*Ausgangstext*

○ ○ ○

Moby-Dick

Moby-Dick

Hier kommt er nun, der Gigant der Welteere und sein geheimnisvoller Erzähler, von dem wir nicht viel mehr als den Vornamen erfahren – und die Tatsache, dass er zur See fährt, um seiner dunklen Depression zu entfliehen: «whenever it is a damp, drizzly November in my soul». Es ist sein «Ersatz für Pistole und Kugel».

Um ein Buch von Rang zu schaffen, müsst ihr euch ein Thema von Rang erwählen. Kein grosser und überdauernder Band läst sich jemals über den Floh schreiben, obwohl’s etliche gibt, welche es versucht haben. 
(in der Übersetzung von Friedhelm Rathjen)

Anders als 1719 bei Daniel Defoe, dessen Robinson Crusoe seinem Namen und seiner Herkunft eingangs einen ganzen Absatz widmet, und im Unterschied zu Edgar Allen Poe, dessen Titelheld und Ich-Erzähler sich 1838 im ersten Satz gleich mit «Mein Name ist Arthur Gordon Pym» vorstellt, macht Herman Melvilles Seemann eine klare Ansage: «Call me Ishmael.»

Die resolute Eröffnung klingt wie eine Anweisung1 oder versteht sich als verbindliche Einladung, ihn bei diesem Namen zu nennen. Als wollte er sagen: Hier bin ich, hört mir zu! Ob er tatsächlicher so heisst, erfahren wir nicht. Oder wie Margaret Atwood auf die Frage nach ihrem Lieblingsanfang sagte: «Three words. Power-packed. Why Ishmael? It’s not his real name. Who’s he speaking to? Eh?» Ihre Begeisterung für Melvilles Meisterwerk ist ungebrochen. Moby-Dick müsse sie immer wieder lesen, denn es sei ein Roman, der für sie «alle zehn Jahre einen neuen Sinn erhält».

○ ○ ○

*Bereitgestellte Angaben*
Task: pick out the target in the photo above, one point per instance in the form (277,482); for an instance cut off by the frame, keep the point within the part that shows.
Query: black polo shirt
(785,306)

○ ○ ○

*Aufgabe und Vorgaben*
Gib den Abschnitt des Ausgangstexts von „Um ein Buch“ bis „von Friedhelm Rathjen)“ wortgetreu aus.

*Erwartete Antwort*
Um ein Buch von Rang zu schaffen, müsst ihr euch ein Thema von Rang erwählen. Kein grosser und überdauernder Band läst sich jemals über den Floh schreiben, obwohl’s etliche gibt, welche es versucht haben. 
(in der Übersetzung von Friedhelm Rathjen)